Dê continuidade ao trecho sobre o urbanismo de Belo Horizonte e a Vila da Paz a partir da última frase apresentada.
======== Trecho do texto ========
A verdade é que, para a Belo Horizonte ilustrativa do Brasil República que se erguia e louvava no avançar de sua estruturação ao longo do século 20, o urbanismo (mesmo o mais supostamente progressista, mais supostamente “inclusivo”) sempre fora um dispositivo de configuração e manutenção das estruturas de classe; um dispositivo da sedimentação dessas estruturas. Mas essa é uma noção muito pouco percebida por quem sempre pôde, no instante seguinte à produção do seu lixo, empurrá-lo para trás de um biombo e esquecer que ele existe. Olhemos por um instante, pois, para trás do biombo, para notar o que ele nos revela, pela voz da ONG Favela é Isso Aí:

— A primeira melhoria feita na Vila da Paz foi a instalação da energia elétrica, ocorrida apenas no recente ano de 1984. Se a Copasa começou a atuar na parte baixa do Pindorama nos idos dos anos 1970, na esteira da oficialização do bairro pela prefeitura, as redes de água e de esgoto só foram alcançar o alto do morro ali pelos idos de 1986, 1988. O calçamento dos becos, por sua vez, também só seria iniciado em 1990, e mesmo assim, em regime de mutirão, porque se a população fosse esperar o poder público... Em 1999, quase no século XXI, “finalmente” começavam a chegar os telefones.
======== Informações fornecidas ========
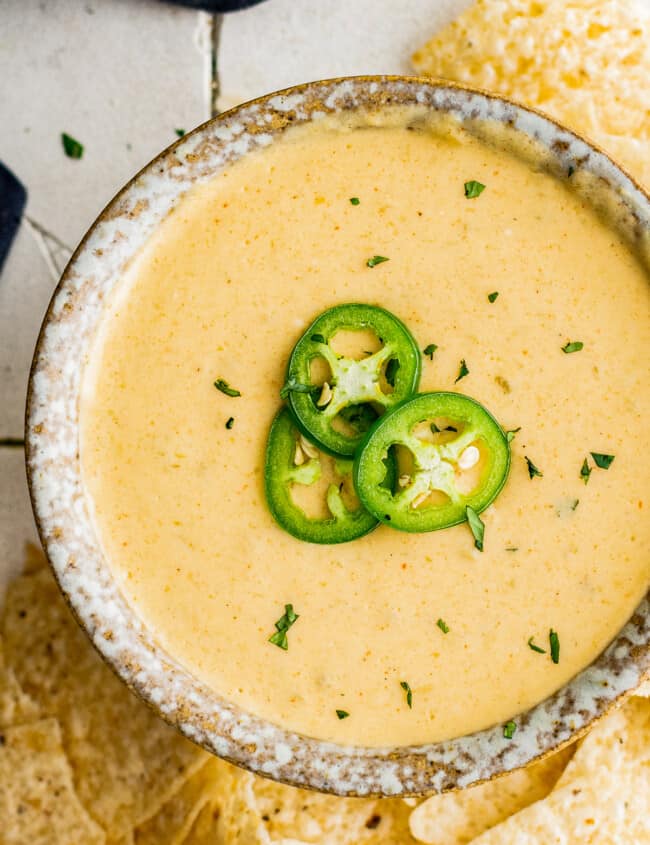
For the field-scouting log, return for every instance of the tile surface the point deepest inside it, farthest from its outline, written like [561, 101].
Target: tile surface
========
## Resposta do exercício
Aterro sanitário: solução (in)adequada

Naquela reportagem sobre o advento do aterro sanitário, publicada em 1978, o "Jornal de Casa" dava voz, entre os diferentes discursos que buscavam dourar a pílula da novidade que se instalava na região Noroeste, ao divertido argumento de que “no lugar do aterro, em vez de urubus, ratos e baratas ou moscas, porque o lixo é coberto por terra tão logo chega, há muitas pombas”. Quando comentei sobre isso com meu amigo de bairro Waldeir Eustáquio dos Santos, que sempre morou na fronteira do lixão e circulava matreiramente por dentro dele em sua infância, ele quase caiu da cadeira de rir — de rir e de raiva. “Qual a chance!?”, o homem bradou, revoltado.

Doutor em Relações Internacionais e coordenador do curso de Serviço Social da PUC Minas, onde é professor, Waldeir se sentiu na obrigação de repisar o óbvio: o que tinha e sempre teve era mesmo muito rato, mosca, barata, larva, ora — isso e um sem-fim de urubus, claro. Como poderia ser diferente?

Essa anedota, que eu e meu amigo contamos um ao outro rindo sempre que lembramos de nossa infância, é uma ilustração desse que é um dos mais perversos mitos existentes sobre os aterros sanitários. Qual mito? O de que o soterramento tratado do lixo, por ser o que de mais avançado tecnológica e ambientalmente há para a destinação a ser dada para os rejeitos que não podem ser aproveitados na reciclagem, impede que ele se exponha ao sol e à chuva, aos vermes e aos animais — em suma, impede que ele prejudique o homem e o mundo.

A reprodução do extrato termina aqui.